Stored data entries →

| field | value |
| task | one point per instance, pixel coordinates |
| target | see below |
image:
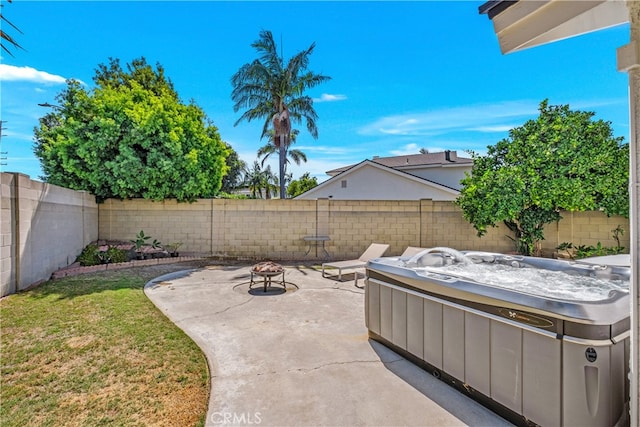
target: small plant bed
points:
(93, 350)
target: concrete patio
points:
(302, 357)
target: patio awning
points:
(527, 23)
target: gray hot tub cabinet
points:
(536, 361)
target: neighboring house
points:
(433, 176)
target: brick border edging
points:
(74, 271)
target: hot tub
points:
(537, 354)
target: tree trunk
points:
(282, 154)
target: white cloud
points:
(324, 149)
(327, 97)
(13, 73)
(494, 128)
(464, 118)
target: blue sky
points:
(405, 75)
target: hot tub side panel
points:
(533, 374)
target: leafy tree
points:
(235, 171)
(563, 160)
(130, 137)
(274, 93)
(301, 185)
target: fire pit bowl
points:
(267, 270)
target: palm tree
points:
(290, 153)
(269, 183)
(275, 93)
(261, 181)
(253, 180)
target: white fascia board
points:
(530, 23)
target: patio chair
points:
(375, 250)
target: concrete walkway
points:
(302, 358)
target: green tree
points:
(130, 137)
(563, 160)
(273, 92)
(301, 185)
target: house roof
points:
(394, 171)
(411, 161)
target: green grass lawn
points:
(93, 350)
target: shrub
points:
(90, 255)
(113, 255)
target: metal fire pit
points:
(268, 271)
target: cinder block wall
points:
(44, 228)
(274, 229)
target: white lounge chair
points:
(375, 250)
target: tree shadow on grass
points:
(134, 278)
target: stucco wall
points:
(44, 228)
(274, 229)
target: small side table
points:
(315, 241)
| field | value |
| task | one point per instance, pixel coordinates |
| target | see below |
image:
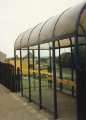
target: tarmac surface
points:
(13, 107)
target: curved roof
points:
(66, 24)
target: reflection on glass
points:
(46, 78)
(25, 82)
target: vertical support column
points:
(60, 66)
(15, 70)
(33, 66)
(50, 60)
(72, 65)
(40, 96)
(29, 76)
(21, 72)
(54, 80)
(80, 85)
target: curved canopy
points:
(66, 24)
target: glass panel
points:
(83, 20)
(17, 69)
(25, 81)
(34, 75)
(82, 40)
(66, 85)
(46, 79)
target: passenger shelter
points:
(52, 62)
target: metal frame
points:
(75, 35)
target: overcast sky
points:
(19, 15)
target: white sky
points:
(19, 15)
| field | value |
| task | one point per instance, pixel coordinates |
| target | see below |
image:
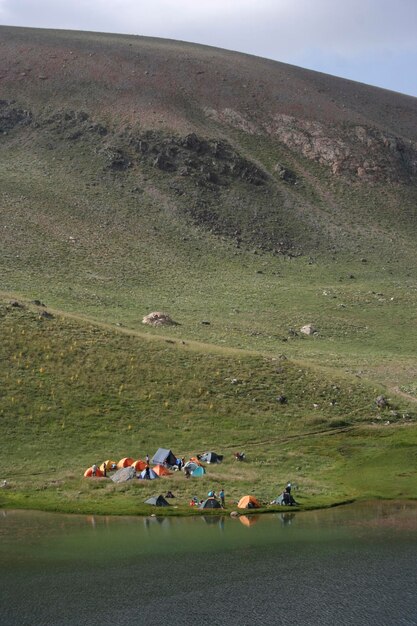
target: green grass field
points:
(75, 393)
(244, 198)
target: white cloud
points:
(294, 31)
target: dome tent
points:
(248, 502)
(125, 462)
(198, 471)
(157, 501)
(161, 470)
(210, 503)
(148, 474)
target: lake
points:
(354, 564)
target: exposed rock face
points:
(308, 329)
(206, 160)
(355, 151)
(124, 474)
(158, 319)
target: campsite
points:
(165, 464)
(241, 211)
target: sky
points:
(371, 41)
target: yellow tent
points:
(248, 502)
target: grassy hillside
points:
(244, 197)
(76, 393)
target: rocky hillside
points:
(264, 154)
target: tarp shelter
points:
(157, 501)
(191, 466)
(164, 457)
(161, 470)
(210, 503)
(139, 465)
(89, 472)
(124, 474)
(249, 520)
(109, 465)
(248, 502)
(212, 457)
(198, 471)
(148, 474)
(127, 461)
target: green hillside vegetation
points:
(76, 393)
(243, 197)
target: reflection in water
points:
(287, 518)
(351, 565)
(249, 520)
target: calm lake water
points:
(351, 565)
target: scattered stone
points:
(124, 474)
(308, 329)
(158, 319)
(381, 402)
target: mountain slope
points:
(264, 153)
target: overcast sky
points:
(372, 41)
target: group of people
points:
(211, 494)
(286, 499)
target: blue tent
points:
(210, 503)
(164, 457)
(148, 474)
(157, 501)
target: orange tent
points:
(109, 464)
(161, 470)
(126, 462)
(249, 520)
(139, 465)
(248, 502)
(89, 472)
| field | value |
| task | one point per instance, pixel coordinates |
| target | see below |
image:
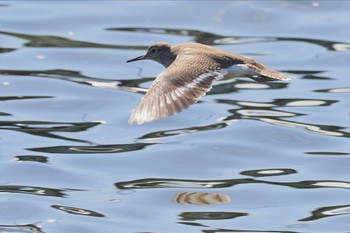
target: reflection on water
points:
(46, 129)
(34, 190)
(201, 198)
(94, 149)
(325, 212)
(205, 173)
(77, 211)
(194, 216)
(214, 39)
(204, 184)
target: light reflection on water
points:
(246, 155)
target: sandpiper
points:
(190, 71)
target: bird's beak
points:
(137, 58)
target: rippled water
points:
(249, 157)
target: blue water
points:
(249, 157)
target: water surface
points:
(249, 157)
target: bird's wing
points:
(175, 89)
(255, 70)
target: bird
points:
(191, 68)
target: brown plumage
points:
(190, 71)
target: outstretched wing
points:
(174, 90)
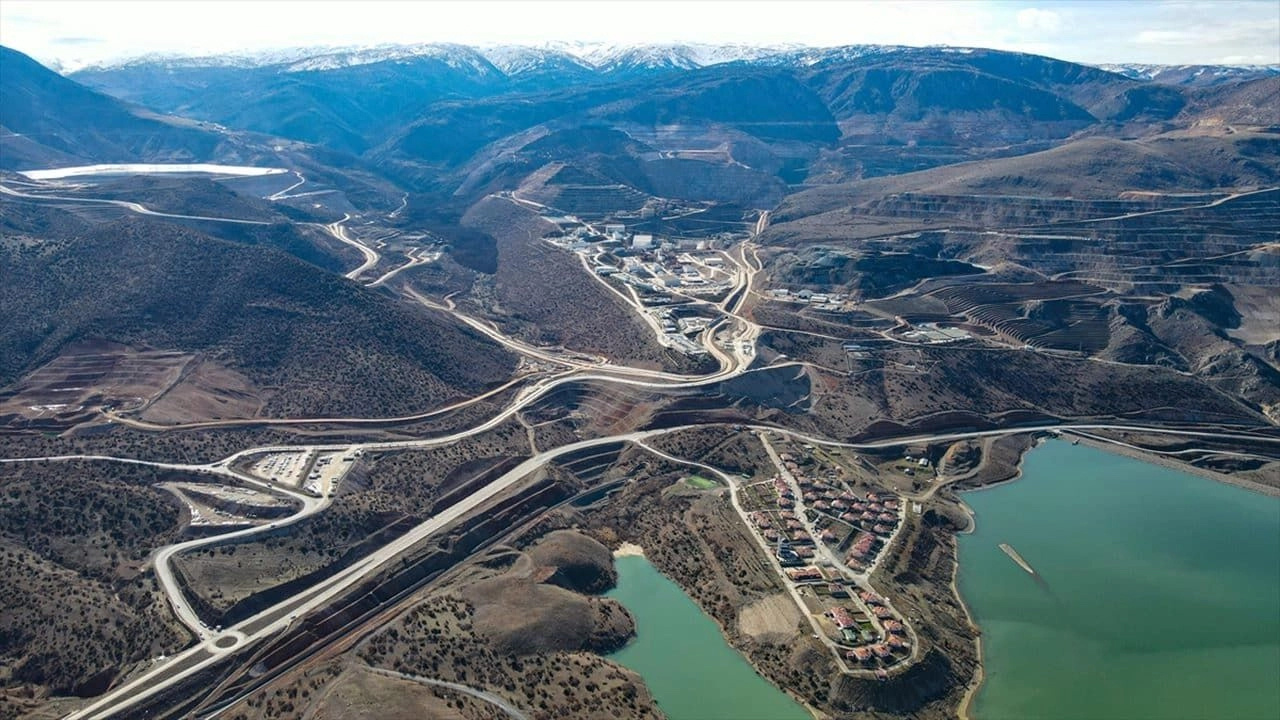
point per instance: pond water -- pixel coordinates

Task to carry out →
In your copy, exclude the pictures and repeat each entry above exactly.

Solved problem →
| field | value |
| task | one point per instance, pixel coordinates |
| target | see below |
image:
target: small plant bed
points:
(93, 350)
target: concrete patio
points:
(302, 357)
target: patio awning
points:
(527, 23)
target: gray hot tub cabinet
points:
(536, 361)
target: neighboring house
points:
(433, 176)
target: brick border edging
points:
(74, 271)
target: hot tub
points:
(537, 354)
target: tree trunk
points:
(282, 154)
target: white cloud
points:
(324, 149)
(327, 97)
(13, 73)
(494, 128)
(464, 118)
target: blue sky
points:
(405, 75)
target: hot tub side panel
points:
(533, 374)
target: leafy tree
points:
(235, 171)
(563, 160)
(130, 137)
(274, 93)
(301, 185)
target: fire pit bowl
points:
(267, 270)
target: palm tree
points:
(290, 153)
(269, 183)
(275, 93)
(261, 181)
(253, 180)
target: white fascia board
points:
(530, 23)
target: patio chair
points:
(375, 250)
target: concrete walkway
points:
(302, 358)
target: green tree
points:
(130, 137)
(563, 160)
(273, 92)
(301, 185)
target: house roof
points:
(394, 171)
(411, 161)
target: green grass lawn
points:
(93, 350)
target: shrub
points:
(90, 255)
(113, 255)
target: metal fire pit
points:
(268, 271)
target: cinder block wall
points:
(44, 228)
(274, 229)
target: white lounge chair
points:
(375, 250)
target: tree shadow on grass
points:
(134, 278)
target: stucco wall
points:
(44, 228)
(274, 229)
target: small side table
points:
(315, 241)
| field | value |
| task | one point per instance, pixel coordinates |
| target | see below |
image:
target: tarmac surface
points:
(13, 107)
target: curved roof
points:
(66, 24)
target: reflection on glass
points:
(46, 78)
(25, 82)
target: vertical support column
points:
(60, 66)
(15, 70)
(33, 66)
(50, 60)
(72, 65)
(40, 96)
(29, 76)
(21, 72)
(54, 80)
(80, 85)
target: curved canopy
points:
(66, 24)
target: glass panel
points:
(83, 20)
(17, 69)
(25, 81)
(34, 75)
(82, 40)
(66, 85)
(46, 79)
target: passenger shelter
points:
(52, 62)
target: metal frame
points:
(75, 35)
target: overcast sky
points:
(19, 15)
target: white sky
points:
(19, 15)
| field | value |
| task | one point per instance, pixel coordinates |
| target | see below |
image:
target: green grass field
points:
(75, 393)
(244, 198)
target: white cloud
points:
(294, 31)
target: dome tent
points:
(248, 502)
(125, 462)
(198, 471)
(157, 501)
(161, 470)
(210, 503)
(148, 474)
target: lake
points:
(354, 564)
target: exposed rock face
points:
(308, 329)
(206, 160)
(355, 151)
(124, 474)
(158, 319)
target: campsite
points:
(165, 464)
(241, 211)
target: sky
points:
(371, 41)
target: yellow tent
points:
(248, 502)
target: grassy hillside
points:
(244, 197)
(76, 393)
target: rocky hillside
points:
(264, 154)
target: tarp shelter
points:
(157, 501)
(191, 466)
(164, 457)
(161, 470)
(210, 503)
(139, 465)
(89, 472)
(124, 474)
(249, 520)
(109, 465)
(248, 502)
(212, 457)
(198, 471)
(148, 474)
(127, 461)
target: green hillside vegetation
points:
(76, 393)
(243, 197)
target: reflection in water
points:
(287, 518)
(351, 565)
(249, 520)
target: calm lake water
points:
(351, 565)
target: scattered stone
points:
(124, 474)
(308, 329)
(158, 319)
(381, 402)
target: mountain slope
points:
(264, 153)
target: overcast sky
points:
(372, 41)
target: group of people
points:
(211, 494)
(286, 499)
target: blue tent
points:
(210, 503)
(164, 457)
(148, 474)
(157, 501)
target: orange tent
points:
(109, 464)
(161, 470)
(126, 462)
(249, 520)
(139, 465)
(248, 502)
(89, 472)
| field | value |
| task | one point per instance, pixel coordinates |
| target | see below |
image:
target: reflection on water
points:
(46, 129)
(34, 190)
(201, 198)
(94, 149)
(325, 212)
(205, 173)
(77, 211)
(194, 216)
(214, 39)
(204, 184)
target: light reflection on water
points:
(246, 155)
target: sandpiper
points:
(190, 71)
target: bird's beak
points:
(137, 58)
target: rippled water
points:
(249, 157)
target: blue water
points:
(249, 157)
target: water surface
points:
(249, 157)
target: bird's wing
points:
(175, 89)
(255, 70)
target: bird
points:
(191, 68)
target: brown plumage
points:
(190, 71)
target: outstretched wing
points:
(174, 90)
point per instance: pond water -- pixel coordinates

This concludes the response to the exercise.